— START —
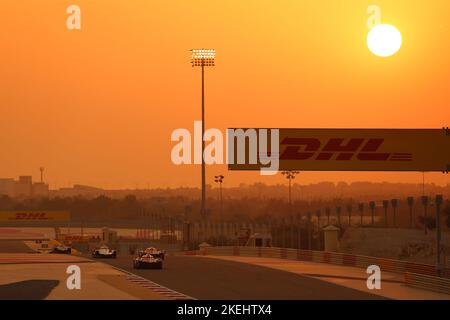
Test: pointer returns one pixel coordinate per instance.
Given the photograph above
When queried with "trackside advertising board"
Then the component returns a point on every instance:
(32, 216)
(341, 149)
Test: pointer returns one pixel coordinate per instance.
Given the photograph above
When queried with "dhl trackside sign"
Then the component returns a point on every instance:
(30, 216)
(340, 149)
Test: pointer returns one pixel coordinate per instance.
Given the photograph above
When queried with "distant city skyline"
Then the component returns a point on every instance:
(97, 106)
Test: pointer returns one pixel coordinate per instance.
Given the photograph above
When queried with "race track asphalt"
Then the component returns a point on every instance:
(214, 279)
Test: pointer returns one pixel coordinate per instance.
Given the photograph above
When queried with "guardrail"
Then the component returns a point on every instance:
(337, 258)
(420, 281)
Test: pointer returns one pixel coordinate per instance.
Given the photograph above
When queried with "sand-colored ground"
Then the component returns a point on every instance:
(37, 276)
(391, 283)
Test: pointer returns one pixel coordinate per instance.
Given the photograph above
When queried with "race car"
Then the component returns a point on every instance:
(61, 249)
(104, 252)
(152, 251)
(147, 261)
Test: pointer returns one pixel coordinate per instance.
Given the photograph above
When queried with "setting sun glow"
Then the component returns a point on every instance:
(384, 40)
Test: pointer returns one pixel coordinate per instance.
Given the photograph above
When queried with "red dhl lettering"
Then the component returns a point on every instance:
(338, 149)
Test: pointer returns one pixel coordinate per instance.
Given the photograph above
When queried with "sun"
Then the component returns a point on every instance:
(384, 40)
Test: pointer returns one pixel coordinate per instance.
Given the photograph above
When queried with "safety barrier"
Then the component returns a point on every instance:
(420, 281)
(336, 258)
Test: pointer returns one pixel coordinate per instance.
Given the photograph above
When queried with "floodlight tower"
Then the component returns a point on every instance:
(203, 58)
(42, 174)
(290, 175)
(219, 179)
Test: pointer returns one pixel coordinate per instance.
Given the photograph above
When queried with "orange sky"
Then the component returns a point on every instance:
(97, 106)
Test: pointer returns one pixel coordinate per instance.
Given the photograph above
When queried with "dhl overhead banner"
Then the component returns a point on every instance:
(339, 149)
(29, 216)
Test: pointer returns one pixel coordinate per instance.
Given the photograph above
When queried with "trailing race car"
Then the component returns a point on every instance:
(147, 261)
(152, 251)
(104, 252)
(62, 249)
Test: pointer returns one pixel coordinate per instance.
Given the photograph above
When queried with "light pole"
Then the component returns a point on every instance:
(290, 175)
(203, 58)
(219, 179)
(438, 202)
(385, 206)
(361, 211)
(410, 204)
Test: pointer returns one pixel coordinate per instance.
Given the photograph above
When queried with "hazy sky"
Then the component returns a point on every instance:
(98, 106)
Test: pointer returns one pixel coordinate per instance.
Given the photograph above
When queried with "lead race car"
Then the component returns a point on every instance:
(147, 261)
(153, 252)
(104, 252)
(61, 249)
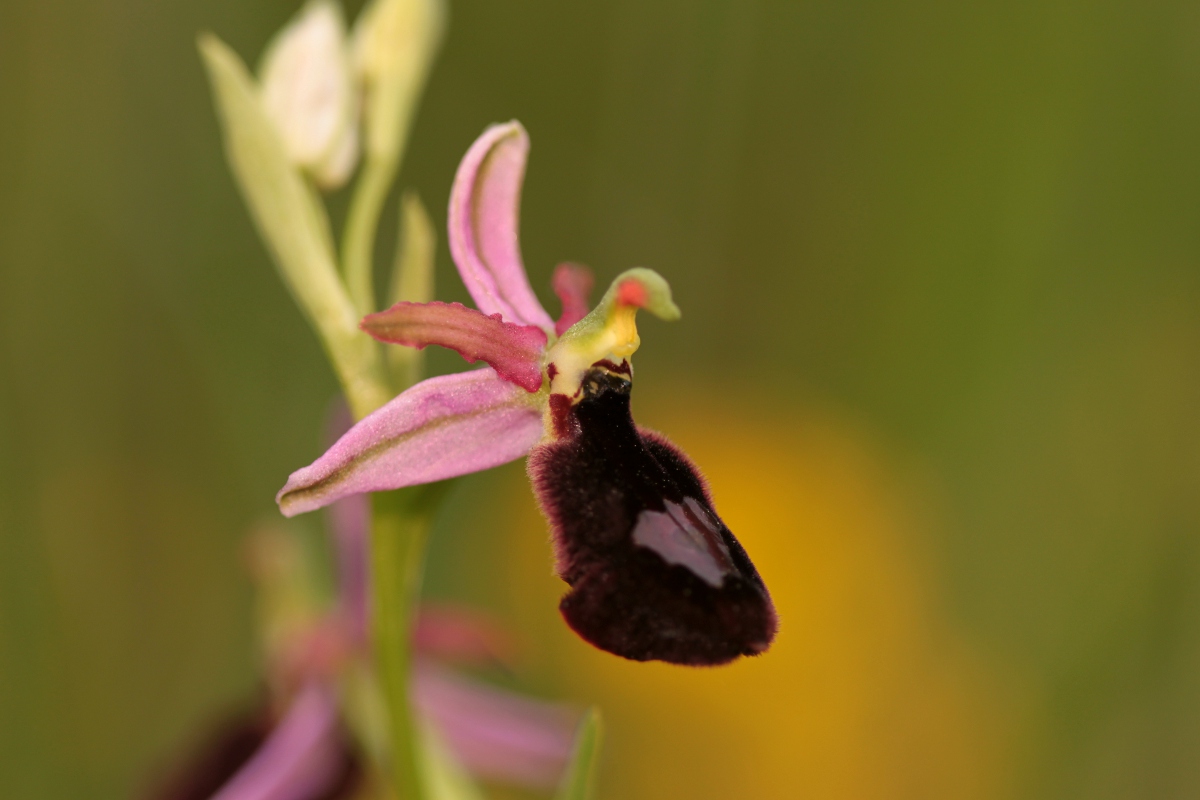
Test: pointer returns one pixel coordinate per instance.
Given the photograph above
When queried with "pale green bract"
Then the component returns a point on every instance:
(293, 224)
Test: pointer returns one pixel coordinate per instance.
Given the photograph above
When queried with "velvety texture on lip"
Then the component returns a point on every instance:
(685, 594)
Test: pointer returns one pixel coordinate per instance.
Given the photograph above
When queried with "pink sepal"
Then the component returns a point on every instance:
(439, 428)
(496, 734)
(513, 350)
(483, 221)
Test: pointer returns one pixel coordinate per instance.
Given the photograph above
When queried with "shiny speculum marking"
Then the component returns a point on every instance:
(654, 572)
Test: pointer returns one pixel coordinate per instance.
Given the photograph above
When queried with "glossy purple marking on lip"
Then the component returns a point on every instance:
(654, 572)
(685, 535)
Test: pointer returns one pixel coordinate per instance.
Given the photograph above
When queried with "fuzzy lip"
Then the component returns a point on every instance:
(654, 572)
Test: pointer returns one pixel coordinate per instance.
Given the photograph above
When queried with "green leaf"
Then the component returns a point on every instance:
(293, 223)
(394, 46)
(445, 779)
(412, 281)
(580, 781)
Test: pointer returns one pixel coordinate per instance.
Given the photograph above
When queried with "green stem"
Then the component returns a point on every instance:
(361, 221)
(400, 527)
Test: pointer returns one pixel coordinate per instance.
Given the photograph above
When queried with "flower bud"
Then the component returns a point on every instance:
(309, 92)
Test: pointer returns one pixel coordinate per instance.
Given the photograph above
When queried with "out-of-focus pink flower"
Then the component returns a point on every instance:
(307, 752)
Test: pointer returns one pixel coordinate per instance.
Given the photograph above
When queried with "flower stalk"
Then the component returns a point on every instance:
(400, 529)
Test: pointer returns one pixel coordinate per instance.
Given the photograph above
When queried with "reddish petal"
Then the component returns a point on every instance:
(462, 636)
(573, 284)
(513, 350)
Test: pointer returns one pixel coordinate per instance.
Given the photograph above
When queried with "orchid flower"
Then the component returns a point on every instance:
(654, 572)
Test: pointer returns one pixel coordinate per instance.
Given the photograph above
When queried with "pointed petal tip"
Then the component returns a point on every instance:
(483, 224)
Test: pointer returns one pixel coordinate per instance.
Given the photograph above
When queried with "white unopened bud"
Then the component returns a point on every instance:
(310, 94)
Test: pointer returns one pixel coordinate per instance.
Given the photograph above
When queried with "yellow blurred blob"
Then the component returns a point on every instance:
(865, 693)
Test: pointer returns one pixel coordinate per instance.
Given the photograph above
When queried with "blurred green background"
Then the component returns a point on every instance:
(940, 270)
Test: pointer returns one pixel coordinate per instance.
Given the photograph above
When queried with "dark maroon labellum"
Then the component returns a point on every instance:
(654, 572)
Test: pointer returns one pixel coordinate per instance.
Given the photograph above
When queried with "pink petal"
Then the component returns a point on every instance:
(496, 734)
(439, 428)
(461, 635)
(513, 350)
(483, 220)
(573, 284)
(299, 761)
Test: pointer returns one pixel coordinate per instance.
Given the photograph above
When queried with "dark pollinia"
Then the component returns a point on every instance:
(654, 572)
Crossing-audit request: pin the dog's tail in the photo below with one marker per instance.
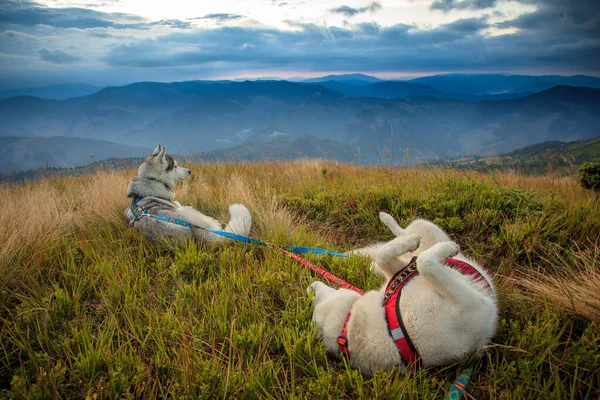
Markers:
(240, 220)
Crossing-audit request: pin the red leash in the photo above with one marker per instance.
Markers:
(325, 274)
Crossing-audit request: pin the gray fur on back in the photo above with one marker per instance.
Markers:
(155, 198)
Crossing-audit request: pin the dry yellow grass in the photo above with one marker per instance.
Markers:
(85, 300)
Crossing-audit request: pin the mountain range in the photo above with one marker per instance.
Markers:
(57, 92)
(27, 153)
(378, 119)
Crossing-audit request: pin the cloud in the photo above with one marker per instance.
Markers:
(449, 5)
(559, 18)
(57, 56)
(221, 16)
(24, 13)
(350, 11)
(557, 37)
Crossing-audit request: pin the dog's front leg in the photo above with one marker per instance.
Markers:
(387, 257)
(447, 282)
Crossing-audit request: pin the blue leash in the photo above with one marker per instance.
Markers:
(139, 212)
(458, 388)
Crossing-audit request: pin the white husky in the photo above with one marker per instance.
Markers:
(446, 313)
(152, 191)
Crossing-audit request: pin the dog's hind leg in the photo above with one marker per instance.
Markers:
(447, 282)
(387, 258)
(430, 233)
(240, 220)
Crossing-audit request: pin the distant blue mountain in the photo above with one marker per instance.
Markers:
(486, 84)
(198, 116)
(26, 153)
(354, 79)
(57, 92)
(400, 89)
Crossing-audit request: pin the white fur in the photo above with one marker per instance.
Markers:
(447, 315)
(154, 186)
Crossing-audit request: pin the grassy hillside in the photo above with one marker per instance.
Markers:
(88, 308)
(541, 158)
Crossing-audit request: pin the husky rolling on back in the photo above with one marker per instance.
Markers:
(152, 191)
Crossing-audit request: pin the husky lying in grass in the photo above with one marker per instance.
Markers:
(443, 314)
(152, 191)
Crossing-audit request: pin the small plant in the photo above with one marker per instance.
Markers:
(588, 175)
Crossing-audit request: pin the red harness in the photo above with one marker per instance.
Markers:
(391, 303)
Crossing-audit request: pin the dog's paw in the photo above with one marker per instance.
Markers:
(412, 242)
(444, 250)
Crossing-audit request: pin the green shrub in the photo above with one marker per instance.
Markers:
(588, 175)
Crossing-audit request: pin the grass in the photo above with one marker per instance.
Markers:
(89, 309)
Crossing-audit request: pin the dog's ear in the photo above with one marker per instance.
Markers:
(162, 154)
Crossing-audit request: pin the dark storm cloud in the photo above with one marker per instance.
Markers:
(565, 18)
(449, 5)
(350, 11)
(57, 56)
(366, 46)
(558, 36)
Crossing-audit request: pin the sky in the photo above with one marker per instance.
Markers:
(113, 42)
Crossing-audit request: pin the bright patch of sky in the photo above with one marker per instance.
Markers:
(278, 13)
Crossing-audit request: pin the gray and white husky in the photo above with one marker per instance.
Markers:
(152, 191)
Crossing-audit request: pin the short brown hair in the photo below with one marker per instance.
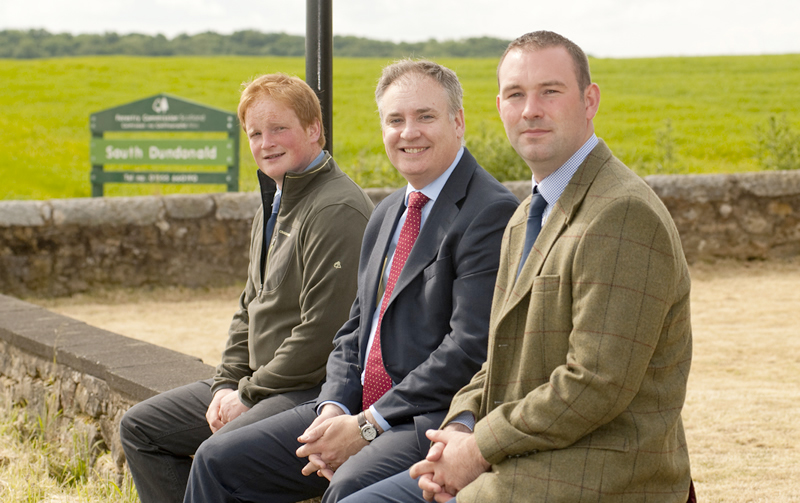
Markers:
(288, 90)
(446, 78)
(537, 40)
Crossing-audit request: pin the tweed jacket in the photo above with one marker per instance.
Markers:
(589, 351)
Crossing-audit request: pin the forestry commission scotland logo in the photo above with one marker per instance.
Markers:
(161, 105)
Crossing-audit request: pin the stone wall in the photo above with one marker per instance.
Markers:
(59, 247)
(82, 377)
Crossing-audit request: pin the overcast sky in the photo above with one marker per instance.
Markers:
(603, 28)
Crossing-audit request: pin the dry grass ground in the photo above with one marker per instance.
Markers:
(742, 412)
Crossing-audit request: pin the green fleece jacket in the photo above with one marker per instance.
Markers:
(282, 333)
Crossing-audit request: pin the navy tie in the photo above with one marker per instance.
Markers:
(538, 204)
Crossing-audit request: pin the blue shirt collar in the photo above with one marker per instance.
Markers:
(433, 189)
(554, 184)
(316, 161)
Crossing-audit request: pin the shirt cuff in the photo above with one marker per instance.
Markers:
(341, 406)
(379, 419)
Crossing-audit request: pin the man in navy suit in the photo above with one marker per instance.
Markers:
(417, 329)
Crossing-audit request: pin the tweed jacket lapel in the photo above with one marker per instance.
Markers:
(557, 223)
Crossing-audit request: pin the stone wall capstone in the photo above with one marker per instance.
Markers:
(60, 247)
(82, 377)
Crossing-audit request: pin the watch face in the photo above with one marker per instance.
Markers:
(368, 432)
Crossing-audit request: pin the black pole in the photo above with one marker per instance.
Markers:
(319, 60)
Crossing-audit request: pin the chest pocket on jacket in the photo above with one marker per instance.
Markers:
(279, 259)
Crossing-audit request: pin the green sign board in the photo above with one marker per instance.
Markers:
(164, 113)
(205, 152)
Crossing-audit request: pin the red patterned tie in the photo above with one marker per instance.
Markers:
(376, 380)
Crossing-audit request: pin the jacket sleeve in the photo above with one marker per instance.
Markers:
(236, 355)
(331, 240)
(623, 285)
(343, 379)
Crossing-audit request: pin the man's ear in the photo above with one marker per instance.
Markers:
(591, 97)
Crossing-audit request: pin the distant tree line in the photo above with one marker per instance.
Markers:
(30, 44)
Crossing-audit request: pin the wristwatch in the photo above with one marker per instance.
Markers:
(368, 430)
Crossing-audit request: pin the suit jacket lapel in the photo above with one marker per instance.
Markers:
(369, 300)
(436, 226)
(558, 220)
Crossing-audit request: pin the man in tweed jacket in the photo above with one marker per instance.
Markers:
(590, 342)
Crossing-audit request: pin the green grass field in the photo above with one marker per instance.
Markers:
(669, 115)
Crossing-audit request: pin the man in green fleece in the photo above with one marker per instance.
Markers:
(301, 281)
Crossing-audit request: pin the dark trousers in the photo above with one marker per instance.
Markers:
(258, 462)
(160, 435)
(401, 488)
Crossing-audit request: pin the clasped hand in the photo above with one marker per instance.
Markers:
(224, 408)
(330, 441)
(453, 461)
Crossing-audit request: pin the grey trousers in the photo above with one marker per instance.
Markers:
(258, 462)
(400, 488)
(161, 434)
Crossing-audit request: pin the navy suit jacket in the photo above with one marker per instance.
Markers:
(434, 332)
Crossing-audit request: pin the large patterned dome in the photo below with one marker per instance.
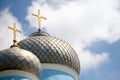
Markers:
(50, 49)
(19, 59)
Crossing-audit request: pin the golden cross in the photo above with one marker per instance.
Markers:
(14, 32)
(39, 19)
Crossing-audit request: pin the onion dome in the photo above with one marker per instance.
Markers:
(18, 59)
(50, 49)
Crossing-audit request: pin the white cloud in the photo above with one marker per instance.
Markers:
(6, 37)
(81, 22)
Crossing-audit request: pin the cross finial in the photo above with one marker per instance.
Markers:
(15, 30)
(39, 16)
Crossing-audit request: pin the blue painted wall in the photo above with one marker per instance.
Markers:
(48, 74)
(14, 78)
— END —
§ **PROBLEM REQUIREMENTS**
Lay out the listing from the line with "Crossing-audit request: pin the cross" through the end of the listing as a two-column CSV with the headers request and points. Give one row per request, with its text and its answer each in a single quoted field and line breaks replaced by spaces.

§ **WRITTEN REPLY**
request,points
"Crossing-audit request: pin the cross finial in the photo above with one marker per instance. Markers:","(15, 30) (39, 16)"
"Crossing-audit request: pin the blue painted wall in the photo above with one marker per instance. Markers:","(48, 74) (14, 78)"